Given instruction: Reproduce the rows from the line with "cat, written as integer pixel values." up to and including the line with "sky, written as integer pixel values.", replacing "point localization" with "keypoint detection" and changing nothing else. Omit the pictures.

[Begin Data records]

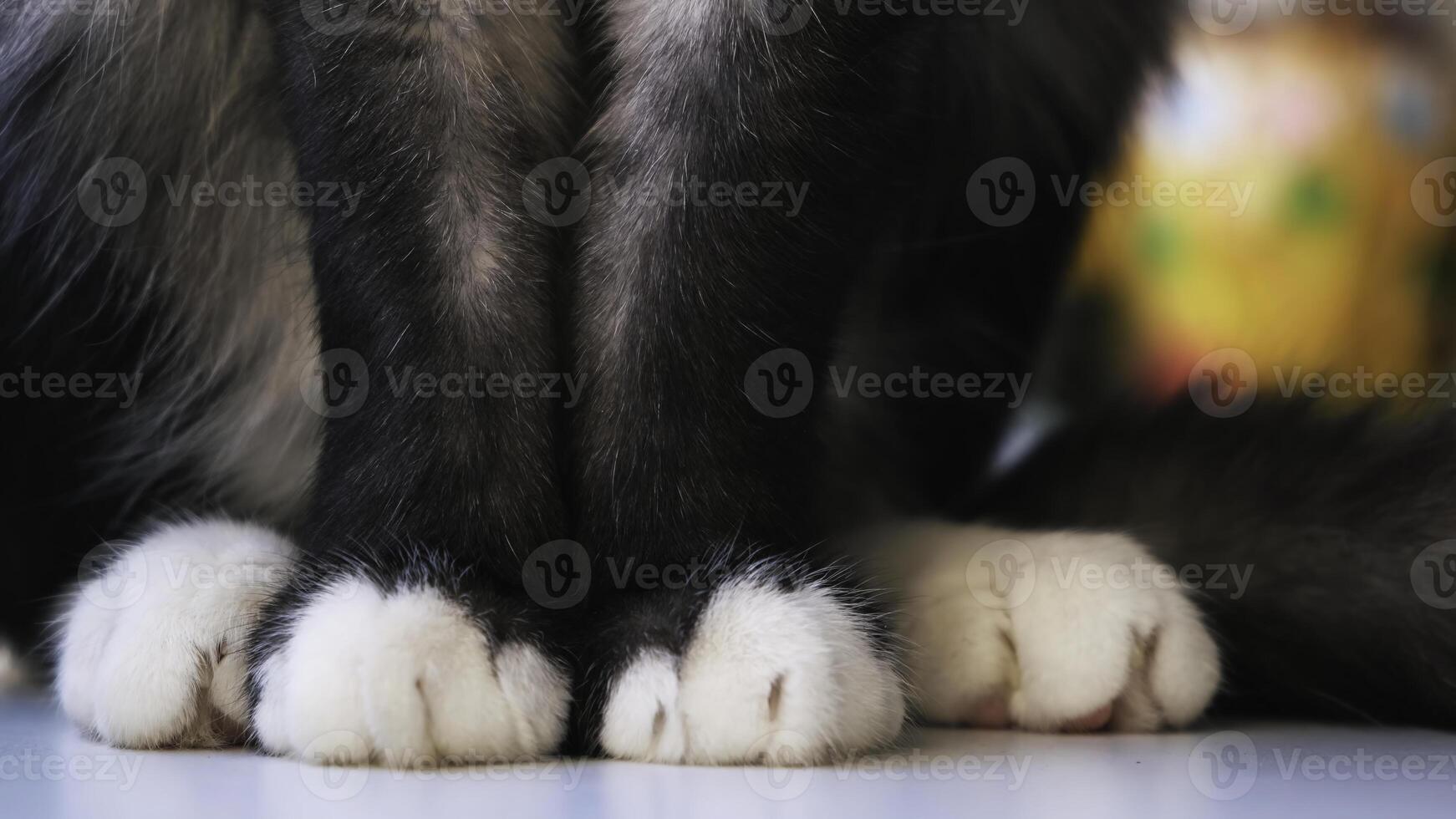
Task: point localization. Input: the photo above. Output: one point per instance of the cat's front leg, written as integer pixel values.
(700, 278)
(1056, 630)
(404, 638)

[End Data records]
[Begin Data records]

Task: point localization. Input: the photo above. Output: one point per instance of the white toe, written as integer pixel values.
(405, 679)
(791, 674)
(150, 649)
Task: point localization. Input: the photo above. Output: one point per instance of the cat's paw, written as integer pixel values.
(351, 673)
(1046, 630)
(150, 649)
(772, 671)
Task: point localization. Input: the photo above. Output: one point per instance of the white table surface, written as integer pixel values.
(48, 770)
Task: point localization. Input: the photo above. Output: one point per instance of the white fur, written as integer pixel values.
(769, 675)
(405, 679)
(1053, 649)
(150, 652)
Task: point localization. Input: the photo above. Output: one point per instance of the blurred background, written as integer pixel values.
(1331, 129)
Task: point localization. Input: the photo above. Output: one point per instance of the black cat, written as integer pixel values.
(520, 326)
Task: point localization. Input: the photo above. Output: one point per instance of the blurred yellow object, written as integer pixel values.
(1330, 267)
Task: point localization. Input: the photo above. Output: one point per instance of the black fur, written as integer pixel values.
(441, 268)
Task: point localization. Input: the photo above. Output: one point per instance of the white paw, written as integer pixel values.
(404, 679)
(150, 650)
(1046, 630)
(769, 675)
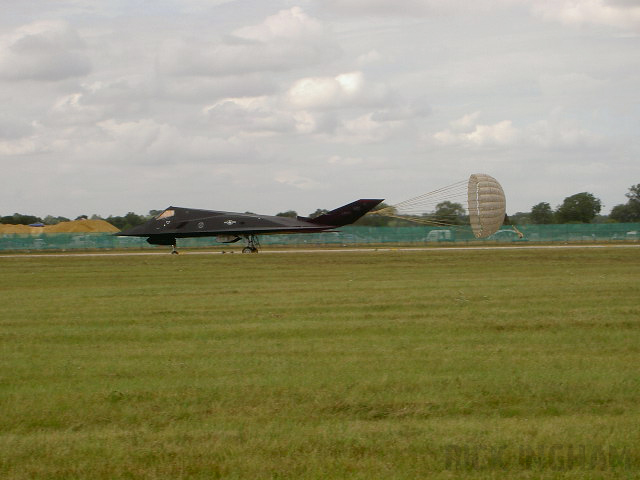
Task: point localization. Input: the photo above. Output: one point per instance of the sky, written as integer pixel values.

[End Data records]

The result:
Task: keypoint detection. Input: the photo above. Output: one point per instance of the black cat, written as integer pixel values.
(520, 326)
Task: keypoint detection. Input: the photo above. Output: one point per instance of the blurred yellow object, written as integer pixel values.
(1330, 267)
Task: keypoint detection. Input: the photo above. Output: one point per instance of the black fur, written as integer pixel values.
(441, 268)
Task: keypoint detection. Input: the photo above. Output: one point per instance of the white paw, written as integer pixel values.
(404, 679)
(150, 650)
(1046, 630)
(769, 675)
Task: keypoint detection. Input: the photo above. Output: one point per instance of the sky, written as integer pixel values.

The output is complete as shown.